Written By Therapist Barbara Appleby RMBACP

When I think of being creative, I have always thought that meant being good at art. I’ve never been very good at drawing or making anything look good on paper, whatever the medium of choice.

I wasn’t too bad with baking; my children had high expectations when asking for a homemade cake each birthday. From a Cinderella doll cake to Lush Bath Bombs, I made them all and they looked pretty good. Didn’t taste too bad either.

But being creative is so much more than art, or making cakes as the following quote suggests:

‘The act of turning new and imaginative ideas into reality, creativity is characterised as the ability to make connections between seemingly unrelated phenomena and to generate solutions.’

creativityatwork.com 2021

When I read that, it reminded me of what therapy is, turning ideas into reality, making connections between unrelated phenomena and generating solutions.

Some people may experience the ‘phenomena’ of ‘light bulb moments’ in therapy, the process where all the dots are connected by the brain. Things start making sense and solutions are generated; their lived experiences and behaviours are normalised; they can attend to events from their past and integrate them into their now and future selves.  

I love to work creatively in the therapy space. Encouraging my clients to express themselves using things like sand tray therapy, writing or drawing timelines amongst other things.

> [Stored dataset items]
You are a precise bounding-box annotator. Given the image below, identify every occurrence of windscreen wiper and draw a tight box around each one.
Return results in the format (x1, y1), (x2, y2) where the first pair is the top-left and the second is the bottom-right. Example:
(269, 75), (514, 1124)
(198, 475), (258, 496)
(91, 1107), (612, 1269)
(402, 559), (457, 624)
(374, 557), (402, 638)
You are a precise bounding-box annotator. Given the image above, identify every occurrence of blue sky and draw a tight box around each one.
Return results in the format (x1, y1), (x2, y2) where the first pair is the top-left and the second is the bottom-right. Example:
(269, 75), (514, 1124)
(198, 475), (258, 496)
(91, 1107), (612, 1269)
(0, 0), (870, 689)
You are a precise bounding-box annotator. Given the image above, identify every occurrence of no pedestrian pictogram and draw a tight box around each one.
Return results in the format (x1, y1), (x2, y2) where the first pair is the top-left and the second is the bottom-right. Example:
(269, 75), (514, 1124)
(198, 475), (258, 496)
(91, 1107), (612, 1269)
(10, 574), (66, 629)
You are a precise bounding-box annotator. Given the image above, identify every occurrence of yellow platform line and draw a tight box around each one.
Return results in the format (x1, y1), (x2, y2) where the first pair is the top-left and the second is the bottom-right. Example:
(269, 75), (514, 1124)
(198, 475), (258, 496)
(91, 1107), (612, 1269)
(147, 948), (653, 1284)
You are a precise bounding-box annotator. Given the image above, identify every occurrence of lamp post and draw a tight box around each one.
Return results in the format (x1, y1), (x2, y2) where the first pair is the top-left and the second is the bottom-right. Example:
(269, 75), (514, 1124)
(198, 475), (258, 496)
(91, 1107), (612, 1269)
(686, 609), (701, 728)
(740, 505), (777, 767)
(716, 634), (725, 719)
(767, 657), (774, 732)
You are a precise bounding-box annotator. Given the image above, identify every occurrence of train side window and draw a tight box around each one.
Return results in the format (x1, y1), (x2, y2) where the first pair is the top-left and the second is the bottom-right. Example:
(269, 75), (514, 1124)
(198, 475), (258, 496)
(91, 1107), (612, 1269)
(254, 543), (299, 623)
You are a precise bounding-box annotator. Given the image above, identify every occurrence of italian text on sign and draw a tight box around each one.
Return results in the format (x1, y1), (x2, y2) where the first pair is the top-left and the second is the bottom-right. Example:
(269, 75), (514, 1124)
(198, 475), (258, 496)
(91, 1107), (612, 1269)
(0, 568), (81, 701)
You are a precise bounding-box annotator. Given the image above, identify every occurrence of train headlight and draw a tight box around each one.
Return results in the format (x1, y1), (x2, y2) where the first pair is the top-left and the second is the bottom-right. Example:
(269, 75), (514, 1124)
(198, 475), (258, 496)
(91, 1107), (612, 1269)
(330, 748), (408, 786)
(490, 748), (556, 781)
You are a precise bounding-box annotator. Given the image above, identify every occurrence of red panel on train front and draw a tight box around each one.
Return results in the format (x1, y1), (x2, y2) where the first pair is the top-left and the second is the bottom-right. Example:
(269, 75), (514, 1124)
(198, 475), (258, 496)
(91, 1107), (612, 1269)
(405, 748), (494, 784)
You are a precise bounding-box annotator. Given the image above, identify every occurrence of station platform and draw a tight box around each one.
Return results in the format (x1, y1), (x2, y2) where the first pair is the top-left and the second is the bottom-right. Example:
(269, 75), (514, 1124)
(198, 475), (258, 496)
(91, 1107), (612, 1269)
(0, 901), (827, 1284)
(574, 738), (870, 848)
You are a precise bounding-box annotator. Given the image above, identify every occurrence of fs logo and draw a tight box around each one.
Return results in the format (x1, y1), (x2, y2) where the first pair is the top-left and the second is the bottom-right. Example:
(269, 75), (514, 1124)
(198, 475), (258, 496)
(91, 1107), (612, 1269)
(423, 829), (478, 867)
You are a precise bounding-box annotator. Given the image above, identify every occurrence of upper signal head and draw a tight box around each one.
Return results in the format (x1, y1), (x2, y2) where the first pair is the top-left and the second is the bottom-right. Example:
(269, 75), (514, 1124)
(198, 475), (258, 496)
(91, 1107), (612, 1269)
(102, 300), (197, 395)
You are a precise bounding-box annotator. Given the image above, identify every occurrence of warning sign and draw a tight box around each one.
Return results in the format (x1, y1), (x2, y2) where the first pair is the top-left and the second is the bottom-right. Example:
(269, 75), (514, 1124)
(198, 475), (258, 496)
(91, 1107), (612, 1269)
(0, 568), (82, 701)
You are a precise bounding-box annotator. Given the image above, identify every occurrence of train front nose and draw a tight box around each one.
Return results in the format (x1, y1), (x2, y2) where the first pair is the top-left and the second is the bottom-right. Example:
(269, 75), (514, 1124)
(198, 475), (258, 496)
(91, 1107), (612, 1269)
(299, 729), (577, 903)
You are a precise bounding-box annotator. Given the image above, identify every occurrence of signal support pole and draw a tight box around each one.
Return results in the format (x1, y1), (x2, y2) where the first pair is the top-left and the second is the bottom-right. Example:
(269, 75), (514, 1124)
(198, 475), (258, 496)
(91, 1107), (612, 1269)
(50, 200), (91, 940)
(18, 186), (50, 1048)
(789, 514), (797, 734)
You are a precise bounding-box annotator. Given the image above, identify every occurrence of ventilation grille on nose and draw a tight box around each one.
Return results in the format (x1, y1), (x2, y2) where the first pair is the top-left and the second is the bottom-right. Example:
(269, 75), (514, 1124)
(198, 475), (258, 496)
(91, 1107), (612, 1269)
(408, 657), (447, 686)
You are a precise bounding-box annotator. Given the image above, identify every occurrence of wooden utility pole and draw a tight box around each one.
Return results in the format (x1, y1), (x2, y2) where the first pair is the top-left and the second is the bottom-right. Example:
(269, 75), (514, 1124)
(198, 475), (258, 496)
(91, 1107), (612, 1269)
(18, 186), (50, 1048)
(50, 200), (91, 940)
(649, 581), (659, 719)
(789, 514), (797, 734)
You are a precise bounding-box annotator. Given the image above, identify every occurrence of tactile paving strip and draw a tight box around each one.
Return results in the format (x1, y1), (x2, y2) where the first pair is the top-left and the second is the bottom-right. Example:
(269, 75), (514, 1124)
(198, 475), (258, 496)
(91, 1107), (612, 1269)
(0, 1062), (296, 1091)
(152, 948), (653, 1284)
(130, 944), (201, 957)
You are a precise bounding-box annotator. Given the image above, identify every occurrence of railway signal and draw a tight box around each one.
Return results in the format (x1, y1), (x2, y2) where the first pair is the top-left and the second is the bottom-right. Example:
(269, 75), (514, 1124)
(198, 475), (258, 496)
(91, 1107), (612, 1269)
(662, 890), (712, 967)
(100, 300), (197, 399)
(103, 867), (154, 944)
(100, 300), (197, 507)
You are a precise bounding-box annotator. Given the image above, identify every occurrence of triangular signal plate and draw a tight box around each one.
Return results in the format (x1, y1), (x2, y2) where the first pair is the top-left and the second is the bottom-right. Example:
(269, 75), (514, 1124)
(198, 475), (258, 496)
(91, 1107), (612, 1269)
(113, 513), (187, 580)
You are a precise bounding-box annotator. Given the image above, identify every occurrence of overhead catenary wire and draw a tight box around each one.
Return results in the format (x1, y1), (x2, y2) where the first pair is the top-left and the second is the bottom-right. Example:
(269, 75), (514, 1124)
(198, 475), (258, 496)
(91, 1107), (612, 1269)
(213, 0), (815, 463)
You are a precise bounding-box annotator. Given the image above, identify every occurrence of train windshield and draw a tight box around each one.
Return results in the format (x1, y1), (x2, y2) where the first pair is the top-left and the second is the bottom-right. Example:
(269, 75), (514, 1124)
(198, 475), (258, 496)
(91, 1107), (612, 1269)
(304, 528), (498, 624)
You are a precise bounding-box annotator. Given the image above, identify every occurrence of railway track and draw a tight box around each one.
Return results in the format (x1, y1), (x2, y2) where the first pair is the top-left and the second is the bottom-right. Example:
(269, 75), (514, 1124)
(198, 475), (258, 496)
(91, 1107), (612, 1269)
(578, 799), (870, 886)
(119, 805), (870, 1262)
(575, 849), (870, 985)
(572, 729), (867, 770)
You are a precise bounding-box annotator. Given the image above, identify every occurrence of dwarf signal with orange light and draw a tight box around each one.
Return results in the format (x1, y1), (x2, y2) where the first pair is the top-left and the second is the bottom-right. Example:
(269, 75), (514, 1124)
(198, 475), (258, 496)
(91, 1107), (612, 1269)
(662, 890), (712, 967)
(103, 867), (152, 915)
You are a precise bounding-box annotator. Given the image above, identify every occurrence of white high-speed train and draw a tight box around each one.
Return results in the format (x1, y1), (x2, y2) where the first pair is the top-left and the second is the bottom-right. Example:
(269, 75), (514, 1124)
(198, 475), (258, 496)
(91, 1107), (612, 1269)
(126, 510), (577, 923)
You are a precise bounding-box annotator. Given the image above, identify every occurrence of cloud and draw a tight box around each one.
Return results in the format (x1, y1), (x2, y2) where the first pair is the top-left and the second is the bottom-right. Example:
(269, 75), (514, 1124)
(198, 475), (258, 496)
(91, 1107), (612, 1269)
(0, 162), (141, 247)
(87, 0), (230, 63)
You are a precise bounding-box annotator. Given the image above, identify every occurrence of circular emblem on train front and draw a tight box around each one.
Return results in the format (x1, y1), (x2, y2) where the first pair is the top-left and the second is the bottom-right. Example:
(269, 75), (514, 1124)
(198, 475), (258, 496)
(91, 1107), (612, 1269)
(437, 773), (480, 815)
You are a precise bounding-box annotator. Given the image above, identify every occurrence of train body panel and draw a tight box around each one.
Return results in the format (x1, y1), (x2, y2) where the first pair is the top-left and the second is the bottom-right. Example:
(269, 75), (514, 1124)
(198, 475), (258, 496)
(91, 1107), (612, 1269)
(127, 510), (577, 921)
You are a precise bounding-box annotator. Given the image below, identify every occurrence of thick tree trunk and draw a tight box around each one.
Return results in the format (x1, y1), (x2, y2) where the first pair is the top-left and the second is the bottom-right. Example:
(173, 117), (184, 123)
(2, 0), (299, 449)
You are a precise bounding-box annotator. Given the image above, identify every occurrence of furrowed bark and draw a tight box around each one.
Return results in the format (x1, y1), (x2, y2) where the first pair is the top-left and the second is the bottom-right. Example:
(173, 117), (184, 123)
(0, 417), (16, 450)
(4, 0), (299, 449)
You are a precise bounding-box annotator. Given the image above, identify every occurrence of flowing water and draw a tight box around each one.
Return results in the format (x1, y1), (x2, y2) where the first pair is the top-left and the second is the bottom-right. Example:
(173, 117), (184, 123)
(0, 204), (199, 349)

> [What to do]
- A) Using the article on creativity and therapy, explain in one to three sentences why the quoted definition of creativity reminded the writer of therapy.
- B) Extend the article on creativity and therapy, picking up right after its final sentence.

> [Answer list]
- A) The quote describes creativity as turning imaginative ideas into reality, making connections between seemingly unrelated phenomena, and generating solutions. The writer sees therapy as doing those same things, so the definition brought therapy to mind.

- B)
I recently completed an art therapy course, hoping that it wouldn’t ask me to draw on my artistic ability, and it didn’t. In fact, they suggest that you don’t need to be an artist, that art therapy is about expression, and drilling down to the hard-to-reach places that we have successfully kept hidden. Through this type of intervention, therapists can help their clients interpret and understand their feelings and emotions through the art that they create.

Art isn’t a new concept; it’s helped us to communicate with each other for thousands of years. More recently, research has shown that individuals experiencing mental illness, often expressed themselves through drawings and other forms of artwork. This led to health professionals exploring the use of art as a healing process.

I’ll end with this quote from blogger, Tanner Christensen.

‘Being creative means solving a problem in a new way. It means changing your perspective. Being creative means taking risks and ignoring doubt and facing fears. It means breaking with routine and doing something different for the sake of doing something different; being creative means you are thinking’.